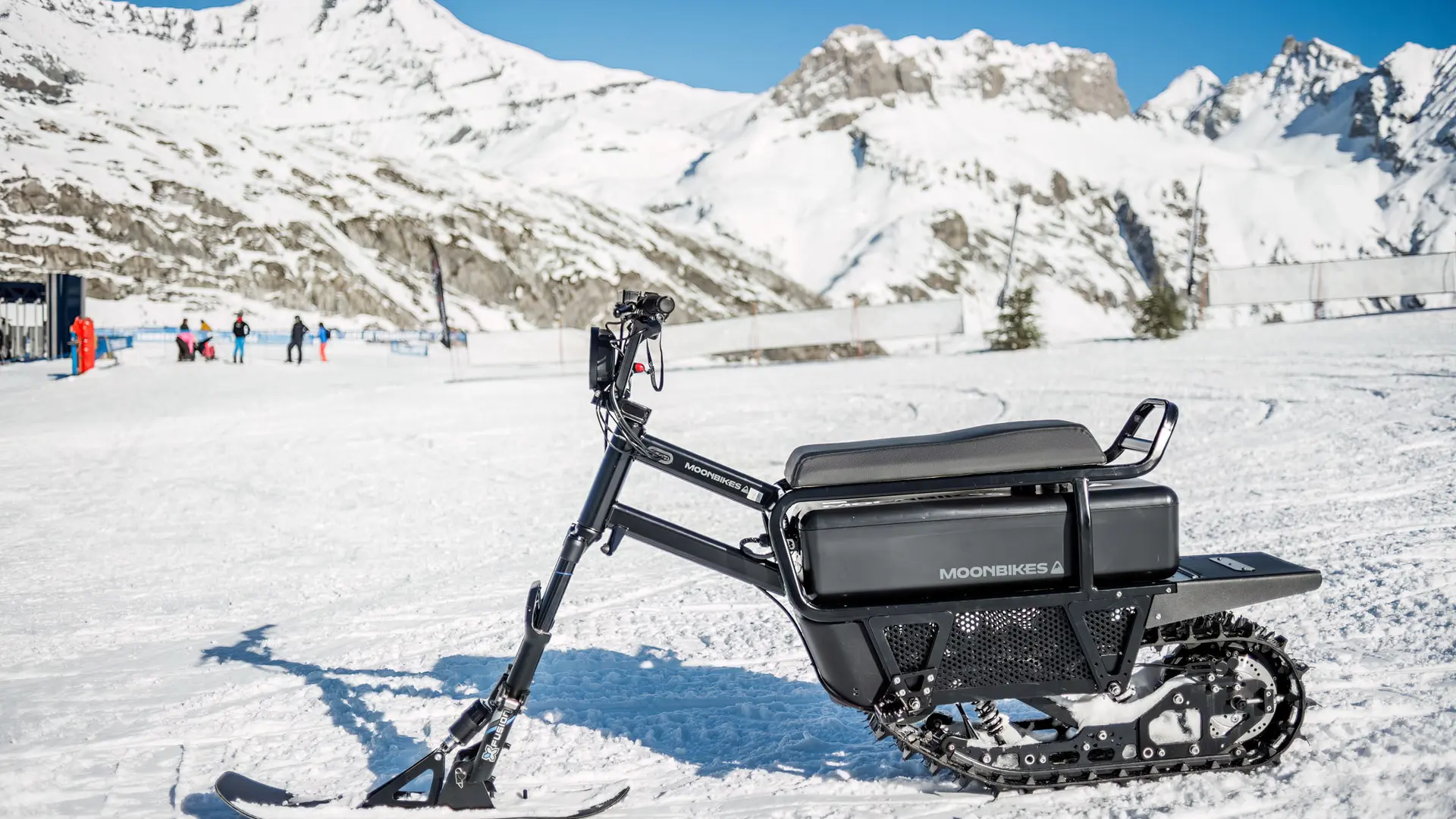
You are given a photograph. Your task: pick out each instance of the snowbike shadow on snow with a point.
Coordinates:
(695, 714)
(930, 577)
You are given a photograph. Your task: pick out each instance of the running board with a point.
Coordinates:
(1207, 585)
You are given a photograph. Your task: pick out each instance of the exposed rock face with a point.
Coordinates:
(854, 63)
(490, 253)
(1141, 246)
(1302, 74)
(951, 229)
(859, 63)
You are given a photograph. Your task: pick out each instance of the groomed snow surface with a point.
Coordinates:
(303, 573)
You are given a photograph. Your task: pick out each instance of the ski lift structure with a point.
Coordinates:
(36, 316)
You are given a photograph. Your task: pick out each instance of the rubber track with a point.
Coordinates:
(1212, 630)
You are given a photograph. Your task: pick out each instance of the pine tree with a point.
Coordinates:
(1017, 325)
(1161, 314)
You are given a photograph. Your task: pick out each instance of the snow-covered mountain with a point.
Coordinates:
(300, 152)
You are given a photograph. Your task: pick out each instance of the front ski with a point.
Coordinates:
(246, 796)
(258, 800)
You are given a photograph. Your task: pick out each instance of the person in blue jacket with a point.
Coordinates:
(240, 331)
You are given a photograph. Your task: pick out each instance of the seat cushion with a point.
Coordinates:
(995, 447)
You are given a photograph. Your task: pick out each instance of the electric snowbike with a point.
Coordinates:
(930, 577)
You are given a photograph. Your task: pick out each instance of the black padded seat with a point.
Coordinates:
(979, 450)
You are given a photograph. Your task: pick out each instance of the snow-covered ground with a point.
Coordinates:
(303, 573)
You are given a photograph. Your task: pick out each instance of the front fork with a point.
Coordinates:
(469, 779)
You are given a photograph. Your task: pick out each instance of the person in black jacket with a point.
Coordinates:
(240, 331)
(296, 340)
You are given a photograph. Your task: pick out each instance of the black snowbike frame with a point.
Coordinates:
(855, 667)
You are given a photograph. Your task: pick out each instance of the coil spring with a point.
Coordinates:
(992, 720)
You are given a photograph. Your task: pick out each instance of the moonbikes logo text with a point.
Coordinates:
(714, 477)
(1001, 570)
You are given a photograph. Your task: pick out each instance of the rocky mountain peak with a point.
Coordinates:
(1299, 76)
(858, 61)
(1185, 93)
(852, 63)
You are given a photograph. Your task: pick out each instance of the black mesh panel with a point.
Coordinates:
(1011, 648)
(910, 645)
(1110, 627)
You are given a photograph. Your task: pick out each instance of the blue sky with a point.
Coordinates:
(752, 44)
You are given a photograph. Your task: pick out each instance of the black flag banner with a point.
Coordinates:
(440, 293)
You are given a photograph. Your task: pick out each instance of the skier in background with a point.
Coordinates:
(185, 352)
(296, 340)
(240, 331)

---

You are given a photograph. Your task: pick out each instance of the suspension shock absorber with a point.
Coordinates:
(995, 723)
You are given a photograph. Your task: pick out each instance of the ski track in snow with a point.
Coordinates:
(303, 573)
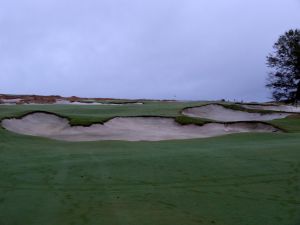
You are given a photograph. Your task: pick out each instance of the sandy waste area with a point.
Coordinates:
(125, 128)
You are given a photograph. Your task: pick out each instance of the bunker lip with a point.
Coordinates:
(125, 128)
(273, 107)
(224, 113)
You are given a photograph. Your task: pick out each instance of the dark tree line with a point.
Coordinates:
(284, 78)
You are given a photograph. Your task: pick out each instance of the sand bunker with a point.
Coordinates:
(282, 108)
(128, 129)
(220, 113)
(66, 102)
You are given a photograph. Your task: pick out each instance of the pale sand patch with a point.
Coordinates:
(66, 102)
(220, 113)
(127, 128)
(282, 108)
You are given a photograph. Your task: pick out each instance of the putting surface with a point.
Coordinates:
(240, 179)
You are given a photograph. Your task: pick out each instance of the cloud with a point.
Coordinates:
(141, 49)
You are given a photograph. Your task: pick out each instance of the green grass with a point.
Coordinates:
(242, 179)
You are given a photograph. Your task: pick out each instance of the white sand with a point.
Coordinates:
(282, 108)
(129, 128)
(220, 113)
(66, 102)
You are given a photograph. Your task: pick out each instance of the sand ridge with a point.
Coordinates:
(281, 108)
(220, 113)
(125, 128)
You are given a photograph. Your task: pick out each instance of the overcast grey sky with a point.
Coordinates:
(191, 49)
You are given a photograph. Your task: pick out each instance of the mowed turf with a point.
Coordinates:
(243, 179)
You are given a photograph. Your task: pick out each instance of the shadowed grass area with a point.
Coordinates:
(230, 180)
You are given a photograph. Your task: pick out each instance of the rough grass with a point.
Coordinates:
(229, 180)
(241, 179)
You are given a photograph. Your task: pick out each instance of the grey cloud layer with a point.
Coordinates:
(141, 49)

==

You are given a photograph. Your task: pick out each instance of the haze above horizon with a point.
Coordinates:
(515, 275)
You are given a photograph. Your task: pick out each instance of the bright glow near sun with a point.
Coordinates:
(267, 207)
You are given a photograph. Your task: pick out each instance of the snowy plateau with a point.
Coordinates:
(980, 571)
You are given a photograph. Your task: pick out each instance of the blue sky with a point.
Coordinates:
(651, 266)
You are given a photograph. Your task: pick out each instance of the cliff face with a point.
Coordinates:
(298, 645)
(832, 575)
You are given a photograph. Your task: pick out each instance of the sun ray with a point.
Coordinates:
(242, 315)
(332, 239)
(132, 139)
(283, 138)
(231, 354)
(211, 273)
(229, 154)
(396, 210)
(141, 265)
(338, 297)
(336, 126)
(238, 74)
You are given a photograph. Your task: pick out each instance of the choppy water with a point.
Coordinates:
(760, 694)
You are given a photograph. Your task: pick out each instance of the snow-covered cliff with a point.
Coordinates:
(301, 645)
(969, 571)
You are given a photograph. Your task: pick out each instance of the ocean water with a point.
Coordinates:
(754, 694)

_Twoje zadanie_. Sformatuj jako tabelę Markdown wszystkie wiersze od tego, w którym jest „on snow with a point.”, aż po ten z „(1207, 585)”, razem z nimi. W kolumnie „Nr” podaj kolejny numer, a w kolumnie „Treść” sam wiersz; puste wiersze pomiń.

_Wynik zadania_.
| Nr | Treść |
|---|---|
| 1 | You are given a photograph. Your task: pick out each instance of the snowbike shadow on snow with a point. |
| 2 | Coordinates: |
| 3 | (695, 714) |
| 4 | (930, 577) |
| 5 | You are given a photograph. Your task: pick out each instance of the running board with a point. |
| 6 | Coordinates: |
| 7 | (1207, 585) |